- EXCERPT PROVIDED
◆ ◆ ◆ ◆ ◆ ◆ ◆

Given a 0-indexed array of positive integers, nums, and a positive integer k, we define an excellent pair as a pair (num1, num2) where both num1 and num2 appear in nums and the sum of the number of set bits in (num1 OR num2) and (num1 AND num2) is at least k. Note that pairs (a, b) and (b, a) are considered distinct, and a pair with identical elements (num, num) is allowed if the element appears in the array.

Key Insights

  • Removing duplicates is important because only unique numbers matter for counting excellent pairs.
  • The number of set bits in (num1 OR num2) plus (num1 AND num2) simplifies to the sum of the bit counts of num1 and num2.
  • Bucket the numbers by their bit count (e.g. using an array where the index corresponds to the number of set bits) to enable efficient pairing.
  • Use a double loop over the possible bit counts (which is a constant range, e.g. up to 31 bits for numbers up to 10^9) to count all valid pairs based on the condition i + j >= k.

Space and Time Complexity

Time Complexity: O(n) + O(1)
  - O(n) to process the input array and compute bit counts
  - O(1) constant time for checking valid pairs since the loop is over a small constant range
Space Complexity: O(n) in the worst case (for storing unique numbers and their associated counts) or O(1) additional space if counting buckets are considered constant space.

Solution

The solution works as follows:

  1. Remove duplicate numbers from the array because repeated values do not contribute differently to the count.

◆ ◆ ◆ ◆ ◆ ◆ ◆

- MATERIAL PROVIDED

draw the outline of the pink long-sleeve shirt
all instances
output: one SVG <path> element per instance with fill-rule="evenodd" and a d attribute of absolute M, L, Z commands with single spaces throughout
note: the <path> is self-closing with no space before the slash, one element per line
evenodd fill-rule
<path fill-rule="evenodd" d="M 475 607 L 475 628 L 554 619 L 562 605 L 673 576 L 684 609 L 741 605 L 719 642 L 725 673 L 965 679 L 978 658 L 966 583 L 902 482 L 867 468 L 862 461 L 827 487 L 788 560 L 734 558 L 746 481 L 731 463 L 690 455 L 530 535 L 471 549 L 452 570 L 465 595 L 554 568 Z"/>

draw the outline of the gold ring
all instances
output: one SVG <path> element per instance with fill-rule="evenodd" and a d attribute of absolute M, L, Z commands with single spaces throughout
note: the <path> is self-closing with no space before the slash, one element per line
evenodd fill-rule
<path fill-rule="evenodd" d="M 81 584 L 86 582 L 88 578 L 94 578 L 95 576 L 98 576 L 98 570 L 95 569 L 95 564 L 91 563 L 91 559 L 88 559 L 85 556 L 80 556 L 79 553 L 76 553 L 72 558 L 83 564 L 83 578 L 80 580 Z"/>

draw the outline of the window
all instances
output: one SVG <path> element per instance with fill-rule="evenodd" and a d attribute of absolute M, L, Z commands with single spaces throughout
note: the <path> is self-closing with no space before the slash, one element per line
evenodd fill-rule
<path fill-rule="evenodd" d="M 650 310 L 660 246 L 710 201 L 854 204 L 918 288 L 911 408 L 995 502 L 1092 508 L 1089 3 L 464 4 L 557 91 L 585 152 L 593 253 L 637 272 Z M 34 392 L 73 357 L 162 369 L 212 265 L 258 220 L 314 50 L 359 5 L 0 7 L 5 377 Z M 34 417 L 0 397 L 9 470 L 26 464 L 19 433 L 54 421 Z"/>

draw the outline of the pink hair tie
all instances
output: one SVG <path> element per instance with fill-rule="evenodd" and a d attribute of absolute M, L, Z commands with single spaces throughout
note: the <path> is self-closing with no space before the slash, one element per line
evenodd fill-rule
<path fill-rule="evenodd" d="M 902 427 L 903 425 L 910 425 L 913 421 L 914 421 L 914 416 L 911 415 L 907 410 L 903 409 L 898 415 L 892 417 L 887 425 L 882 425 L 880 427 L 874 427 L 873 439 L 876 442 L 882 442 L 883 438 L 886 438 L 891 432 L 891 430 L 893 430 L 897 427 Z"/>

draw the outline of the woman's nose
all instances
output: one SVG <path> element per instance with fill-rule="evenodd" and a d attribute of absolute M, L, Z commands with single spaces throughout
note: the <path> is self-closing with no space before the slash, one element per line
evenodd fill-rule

◆ ◆ ◆ ◆ ◆ ◆ ◆

- WHAT IS ASKED
(1) In the excerpt on counting excellent pairs, what does the number of set bits in (num1 OR num2) plus (num1 AND num2) simplify to?
(2) Using the excerpt on counting excellent pairs, explain why checking for valid pairs takes only constant time.
(3) Continue the excerpt on counting excellent pairs from the end of its first numbered solution step.

- ANSWERS BY TASK
(1) It simplifies to the sum of the bit counts of num1 and num2.

(2) The check runs a double loop over the possible bit counts, not over the numbers themselves. That range is small and fixed, for example up to 31 bits for numbers up to 10^9, so the work does not grow with the input.

(3)
  2. For each unique number, calculate its bit count using a built-in bit-counting operation, and then group these counts into buckets.
  3. For each possible pair of bit counts (i, j), if the condition (i + j >= k) is satisfied, then the number of pairs contributed is the product of their frequencies.
  4. Sum all such contributions to obtain the final count of excellent pairs.
  5. Since the number of possible bit counts is small (constant), iterating over the possible pairs is efficient.

Key data structures used include:

  • A set (or similar) for deduplication.
  • An array or dictionary to bucket numbers by bit counts.

Code Solutions

Below are code solutions in Python, JavaScript, C++, and Java with line-by-line comments.

# Define the function that returns the number of excellent pairs
def countExcellentPairs(nums, k):
    # Remove duplicates from the nums list
    unique_nums = set(nums)
    
    # Create an array to count frequencies of set bits.
    # The maximum number of bits in numbers up to 10^9 is at most 31.
    bit_count_freq = [0] * 32
    
    # For each unique number, compute its bit count and update the bucket.
    for num in unique_nums:
        count = bin(num).count("1")
        bit_count_freq[count] += 1
        
    # Initialize the result counter
    result = 0
    
    # Iterate through all possible pairs of bit counts
    for i in range(32):
        for j in range(32):
            # If the sum of bit counts meets or exceeds k, count all pairs.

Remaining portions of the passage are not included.